▽

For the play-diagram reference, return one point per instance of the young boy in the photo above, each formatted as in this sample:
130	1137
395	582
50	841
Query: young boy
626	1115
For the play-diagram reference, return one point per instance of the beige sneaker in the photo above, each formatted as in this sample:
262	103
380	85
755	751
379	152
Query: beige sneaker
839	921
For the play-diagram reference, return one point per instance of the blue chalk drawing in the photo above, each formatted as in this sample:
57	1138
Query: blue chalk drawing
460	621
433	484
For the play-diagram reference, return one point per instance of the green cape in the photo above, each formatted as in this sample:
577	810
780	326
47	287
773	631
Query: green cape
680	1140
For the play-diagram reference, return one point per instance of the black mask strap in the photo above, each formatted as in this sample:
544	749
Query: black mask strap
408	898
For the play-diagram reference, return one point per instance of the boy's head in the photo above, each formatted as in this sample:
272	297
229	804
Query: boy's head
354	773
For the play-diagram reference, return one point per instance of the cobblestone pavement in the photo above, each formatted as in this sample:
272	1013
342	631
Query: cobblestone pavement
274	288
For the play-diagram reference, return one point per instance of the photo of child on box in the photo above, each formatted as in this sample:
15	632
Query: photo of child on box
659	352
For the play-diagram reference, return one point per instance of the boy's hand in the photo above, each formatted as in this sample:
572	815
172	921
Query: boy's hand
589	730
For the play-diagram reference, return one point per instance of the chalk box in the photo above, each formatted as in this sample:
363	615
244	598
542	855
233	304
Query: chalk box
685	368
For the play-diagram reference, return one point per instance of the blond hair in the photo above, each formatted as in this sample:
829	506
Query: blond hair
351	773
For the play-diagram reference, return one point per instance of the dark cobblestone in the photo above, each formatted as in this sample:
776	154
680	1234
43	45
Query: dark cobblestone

△

§ EXERCISE DETAILS
Return every line of the records above word for word, from the first line to the last, with nothing changed.

§ FINISHED TASK
For the play-diagram reference, return one point per instance of the young boy in the photo above, each formatted as in this sample:
130	1137
395	582
50	841
Query: young boy
626	1115
For the play-diagram reference, return one point per instance of the beige sneaker in the photo above, each formatted as in this sample:
262	103
380	85
755	751
379	152
Query: beige sneaker
839	921
For the play-diagram reference, return one point per instance of the blue chalk drawing in the photo above, each formatted as in this sample:
57	1138
Query: blue chalk drawing
460	621
433	484
For the play-diagram reference, return one point per instance of the green cape in the photo above, each formatted as in this sample:
577	810
780	326
47	287
773	631
Query: green cape
680	1140
For the play-diagram reference, return one point per instance of the black mask strap in the photo above, each formatted as in this sample:
544	749
Query: black mask strap
408	898
For the play-diagram reference, return one point per instance of the boy's head in the photo above, each formatted as in this sample:
272	297
229	804
Query: boy's head
354	773
For the play-diagram reference, return one point per instance of the cobblestone pavement in the photo above, each formatted as in this sample:
272	1013
342	631
Query: cobblestone pavement
274	288
For the play-diagram reference, return one point per instance of the photo of child on box in the photo above, each formatted as in this sample:
15	632
Query: photo of child on box
659	352
For the play-diagram reference, return one point per instance of the boy's hand in the photo above, each formatted as in this sample:
572	815
172	921
Query: boy's hand
589	730
For the play-diagram reference, return one point per instance of the chalk box in the photo above, each formatted as in this sample:
363	615
244	598
542	855
233	304
Query: chalk box
685	368
For the play-diagram reference, return one point per instance of the blond hair in the photo above, each formatted as in this sample:
829	506
Query: blond hair
351	773
For the play-diagram reference, return one point per instance of the dark cobblestone in the photo above, each formatted as in this sample:
776	154
680	1234
43	45
Query: dark cobblestone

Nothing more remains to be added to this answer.